* Begin WORKING DATA *
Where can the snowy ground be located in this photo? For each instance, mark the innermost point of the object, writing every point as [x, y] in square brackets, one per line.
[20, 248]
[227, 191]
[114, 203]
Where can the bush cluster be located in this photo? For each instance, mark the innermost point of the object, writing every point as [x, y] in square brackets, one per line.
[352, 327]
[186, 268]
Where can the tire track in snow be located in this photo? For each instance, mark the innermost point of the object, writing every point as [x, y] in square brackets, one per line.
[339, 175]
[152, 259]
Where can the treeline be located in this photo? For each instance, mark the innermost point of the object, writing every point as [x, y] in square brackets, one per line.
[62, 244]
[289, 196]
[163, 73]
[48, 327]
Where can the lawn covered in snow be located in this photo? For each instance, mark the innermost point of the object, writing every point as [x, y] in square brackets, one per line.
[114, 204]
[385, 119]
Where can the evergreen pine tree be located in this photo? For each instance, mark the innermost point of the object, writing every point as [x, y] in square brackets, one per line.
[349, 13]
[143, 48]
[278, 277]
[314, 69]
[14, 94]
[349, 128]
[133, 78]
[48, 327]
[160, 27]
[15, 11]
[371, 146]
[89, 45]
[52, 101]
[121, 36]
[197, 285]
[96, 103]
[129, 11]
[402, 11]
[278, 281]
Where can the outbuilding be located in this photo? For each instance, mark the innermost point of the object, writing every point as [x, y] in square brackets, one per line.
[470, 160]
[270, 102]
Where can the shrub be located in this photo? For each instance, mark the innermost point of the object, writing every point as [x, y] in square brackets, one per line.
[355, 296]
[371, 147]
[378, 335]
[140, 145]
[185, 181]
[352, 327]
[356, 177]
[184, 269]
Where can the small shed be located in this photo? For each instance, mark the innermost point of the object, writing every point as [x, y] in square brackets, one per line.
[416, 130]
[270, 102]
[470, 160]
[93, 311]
* End WORKING DATA *
PROBLEM TO WORK ON =
Locate "Where can the bush" in the material, then quote the line that contains it and all lines after it through the final one.

THE RESULT =
Where can the bush cluster be located in this photo? For each instance, mark the innermost point of the object, writing every point as [x, y] in square brackets, one per line.
[352, 327]
[186, 268]
Where can the tire track in snow be located in this photo? For each instance, mark the innermost point of the object, writing every point as [x, y] in square brackets, one per line.
[339, 175]
[152, 259]
Where can the treeline be located in this photo? For each instance, mark the innermost point of the object, writing every point as [x, y] in square brackets, one per line.
[62, 244]
[289, 196]
[163, 73]
[48, 327]
Where can the lawn covered in snow be located in this photo? For each instance, mark the innermost point of the object, writing every point as [x, y] in square brackets, one per line.
[114, 204]
[385, 119]
Where can the evergreen pine tree be located in this photo? For each instance, mark the innermost point of the object, writing every point as [x, y] in square brackets, one per line.
[349, 13]
[143, 48]
[278, 277]
[314, 69]
[14, 94]
[349, 128]
[133, 78]
[48, 327]
[160, 27]
[15, 11]
[371, 146]
[89, 45]
[52, 101]
[121, 36]
[197, 285]
[96, 103]
[129, 11]
[402, 11]
[278, 281]
Where can the outbuilding be located in this photo? For each instance, mark the innermost point of the object, writing every point as [x, y] in square brackets, one per line.
[470, 160]
[270, 102]
Where can the shrub be located in this photo? For each instance, mark the innermost point of the object, writing every point as [x, y] in square brackets, one per line.
[355, 296]
[371, 147]
[378, 335]
[140, 145]
[185, 181]
[352, 327]
[356, 177]
[184, 269]
Where can the small shed be located in this photo? For each instance, mark the innermost point of the object, writing every point as [x, y] in square brackets, one per line.
[416, 130]
[270, 102]
[470, 160]
[93, 311]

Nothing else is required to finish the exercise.